Problem details
Can you transcribe the whole interview excerpt about selling off rental-property equity, word for word?

Damion: When I was doing this, one of the things that was happening, that was very fortunate, property values were going up and I had cash flow, so my payment to the bank on these properties, cause I was essentially building up a portfolio of rental properties. My outflow was whatever it was. It was a $1000.00 a month, and then somebody comes in, and they are paying me $1300.00 a month so am making a few hundred on each of these properties, and what I started doing was getting really impatient and a little bit too greedy, too fast and so I was starting to sell off the equity, and without getting into that, confusing the heck out of everybody. I was taking that $300.00 and essentially offering it to somebody selling off the cash flow, which means I was harvesting all my equity and I was doing that because I wanted a lifestyle very quickly. And I think this can happen very; it often happens, and I’ve seen it with a lot of my physician friends where they want, they fell like they’ve worked so hard and they want to have a lifestyle very quickly and it ends up hurting them in the long term and that’s what I did. I ended up selling off the equity very quickly to get cash and then I would be out there buying my Ferrari and having this great lifestyle, and I essentially killed off all of my trees that were growing in this garden instead of having all these fruit trees that I can harvest with a cash flow. I was just killing off the trees and selling the wood and it essentially made for a very soft foundation. I didn’t have a very solid foundation of equity and cash flow, so when the markets turned down, I was highly leveraged and I didn’t have any room to move and so I basically lost everything because, I was riding the edge too hard I wasn’t willing to be patient and allow these things to flourish and grow like a good gardener, I was hunting everything instead.

(Entries taken from a collection)
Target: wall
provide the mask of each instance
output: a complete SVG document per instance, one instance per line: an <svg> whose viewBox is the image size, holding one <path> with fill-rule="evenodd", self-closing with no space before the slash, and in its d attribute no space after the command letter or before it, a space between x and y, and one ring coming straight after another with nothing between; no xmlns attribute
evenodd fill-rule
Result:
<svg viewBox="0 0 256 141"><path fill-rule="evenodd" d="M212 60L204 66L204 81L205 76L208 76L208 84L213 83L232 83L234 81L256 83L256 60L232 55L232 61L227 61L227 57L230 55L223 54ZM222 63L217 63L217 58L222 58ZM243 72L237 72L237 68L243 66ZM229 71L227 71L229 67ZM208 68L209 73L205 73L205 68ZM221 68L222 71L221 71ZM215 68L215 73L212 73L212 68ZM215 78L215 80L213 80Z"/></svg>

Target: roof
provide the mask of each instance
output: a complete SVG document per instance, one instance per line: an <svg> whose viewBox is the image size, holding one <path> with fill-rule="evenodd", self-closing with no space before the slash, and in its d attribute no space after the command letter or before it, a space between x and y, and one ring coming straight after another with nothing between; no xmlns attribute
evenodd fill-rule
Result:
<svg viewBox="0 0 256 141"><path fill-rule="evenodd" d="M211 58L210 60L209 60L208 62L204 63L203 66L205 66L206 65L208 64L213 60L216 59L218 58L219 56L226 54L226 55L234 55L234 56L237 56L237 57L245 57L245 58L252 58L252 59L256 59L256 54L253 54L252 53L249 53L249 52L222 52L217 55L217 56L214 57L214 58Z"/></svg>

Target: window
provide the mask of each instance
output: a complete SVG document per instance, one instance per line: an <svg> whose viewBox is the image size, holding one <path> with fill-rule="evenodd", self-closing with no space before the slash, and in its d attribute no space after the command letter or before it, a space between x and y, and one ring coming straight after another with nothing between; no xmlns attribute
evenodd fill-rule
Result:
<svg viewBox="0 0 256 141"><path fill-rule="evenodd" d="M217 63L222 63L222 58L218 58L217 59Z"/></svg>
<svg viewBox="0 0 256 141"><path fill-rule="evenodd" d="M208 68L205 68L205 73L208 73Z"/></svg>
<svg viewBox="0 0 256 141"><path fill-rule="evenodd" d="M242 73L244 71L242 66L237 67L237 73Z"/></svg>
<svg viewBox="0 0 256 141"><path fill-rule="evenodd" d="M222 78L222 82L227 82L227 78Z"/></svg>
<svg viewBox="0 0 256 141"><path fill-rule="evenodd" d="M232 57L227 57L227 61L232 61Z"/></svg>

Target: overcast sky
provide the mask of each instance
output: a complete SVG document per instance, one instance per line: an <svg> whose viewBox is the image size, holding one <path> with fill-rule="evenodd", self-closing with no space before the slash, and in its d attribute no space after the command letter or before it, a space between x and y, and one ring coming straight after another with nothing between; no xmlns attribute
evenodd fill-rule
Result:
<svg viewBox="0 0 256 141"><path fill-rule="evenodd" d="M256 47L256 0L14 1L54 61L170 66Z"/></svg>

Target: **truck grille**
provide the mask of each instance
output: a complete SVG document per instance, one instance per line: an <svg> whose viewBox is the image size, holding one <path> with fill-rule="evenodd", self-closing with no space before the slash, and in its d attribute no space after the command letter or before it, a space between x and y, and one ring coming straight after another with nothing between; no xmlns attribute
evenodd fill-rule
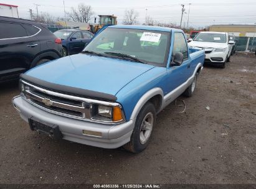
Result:
<svg viewBox="0 0 256 189"><path fill-rule="evenodd" d="M78 98L72 99L75 97L48 91L24 81L22 83L26 99L40 108L81 119L90 118L90 106Z"/></svg>
<svg viewBox="0 0 256 189"><path fill-rule="evenodd" d="M111 119L99 119L96 116L98 106L110 107L120 104L111 101L90 99L47 90L22 80L20 83L21 95L31 104L46 111L77 119L107 124L117 124L125 119L113 121ZM95 114L96 112L96 114Z"/></svg>

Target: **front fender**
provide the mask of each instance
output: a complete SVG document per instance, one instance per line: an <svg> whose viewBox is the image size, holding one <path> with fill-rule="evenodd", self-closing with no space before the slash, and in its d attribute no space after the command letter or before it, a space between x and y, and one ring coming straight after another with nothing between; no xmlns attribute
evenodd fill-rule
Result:
<svg viewBox="0 0 256 189"><path fill-rule="evenodd" d="M164 93L160 88L154 88L144 94L138 101L135 108L133 109L130 119L135 120L142 107L143 107L146 103L148 102L152 97L158 94L160 94L162 96L162 99L163 99ZM163 102L161 102L161 103L162 103Z"/></svg>

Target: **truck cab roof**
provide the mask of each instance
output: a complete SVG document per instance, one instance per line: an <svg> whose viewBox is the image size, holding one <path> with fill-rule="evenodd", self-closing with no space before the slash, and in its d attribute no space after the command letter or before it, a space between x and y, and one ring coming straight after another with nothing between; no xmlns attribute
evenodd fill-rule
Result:
<svg viewBox="0 0 256 189"><path fill-rule="evenodd" d="M175 30L178 32L183 32L182 30L165 27L160 26L152 26L152 25L115 25L108 26L109 28L123 28L123 29L141 29L141 30L155 30L155 31L161 31L161 32L171 32L171 30Z"/></svg>

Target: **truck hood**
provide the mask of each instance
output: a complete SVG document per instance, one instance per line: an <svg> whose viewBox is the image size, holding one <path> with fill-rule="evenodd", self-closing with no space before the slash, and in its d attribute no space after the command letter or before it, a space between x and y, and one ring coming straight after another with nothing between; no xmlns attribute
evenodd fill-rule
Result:
<svg viewBox="0 0 256 189"><path fill-rule="evenodd" d="M225 48L227 47L225 43L214 43L214 42L198 42L191 41L189 44L189 46L194 47L203 47L203 48Z"/></svg>
<svg viewBox="0 0 256 189"><path fill-rule="evenodd" d="M45 63L26 75L55 84L115 95L127 83L154 67L128 60L77 54Z"/></svg>

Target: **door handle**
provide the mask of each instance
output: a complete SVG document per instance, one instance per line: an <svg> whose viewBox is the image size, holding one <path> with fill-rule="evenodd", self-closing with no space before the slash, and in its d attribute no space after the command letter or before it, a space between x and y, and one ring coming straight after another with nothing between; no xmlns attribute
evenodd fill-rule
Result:
<svg viewBox="0 0 256 189"><path fill-rule="evenodd" d="M27 45L27 47L34 47L37 46L37 45L38 45L38 44L29 44L29 45Z"/></svg>

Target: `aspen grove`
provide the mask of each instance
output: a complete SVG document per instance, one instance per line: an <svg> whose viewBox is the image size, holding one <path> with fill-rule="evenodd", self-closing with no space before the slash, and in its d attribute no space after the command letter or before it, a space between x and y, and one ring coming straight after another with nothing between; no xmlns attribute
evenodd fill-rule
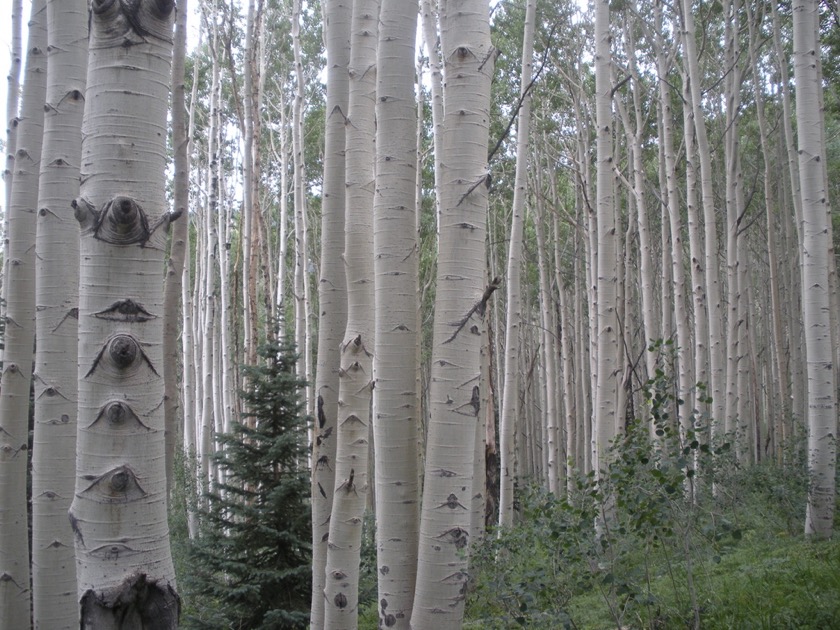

Task result
Damion: When I was doing this, one of the things that was happening, that was very fortunate, property values were going up and I had cash flow, so my payment to the bank on these properties, cause I was essentially building up a portfolio of rental properties. My outflow was whatever it was. It was a $1000.00 a month, and then somebody comes in, and they are paying me $1300.00 a month so am making a few hundred on each of these properties, and what I started doing was getting really impatient and a little bit too greedy, too fast and so I was starting to sell off the equity, and without getting into that, confusing the heck out of everybody. I was taking that $300.00 and essentially offering it to somebody selling off the cash flow, which means I was harvesting all my equity and I was doing that because I wanted a lifestyle very quickly. And I think this can happen very; it often happens, and I’ve seen it with a lot of my physician friends where they want, they fell like they’ve worked so hard and they want to have a lifestyle very quickly and it ends up hurting them in the long term and that’s what I did. I ended up selling off the equity very quickly to get cash and then I would be out there buying my Ferrari and having this great lifestyle, and I essentially killed off all of my trees that were growing in this garden instead of having all these fruit trees that I can harvest with a cash flow. I was just killing off the trees and selling the wood and it essentially made for a very soft foundation. I didn’t have a very solid foundation of equity and cash flow, so when the markets turned down, I was highly leveraged and I didn’t have any room to move and so I basically lost everything because, I was riding the edge too hard I wasn’t willing to be patient and allow these things to flourish and grow like a good gardener, I was hunting everything instead.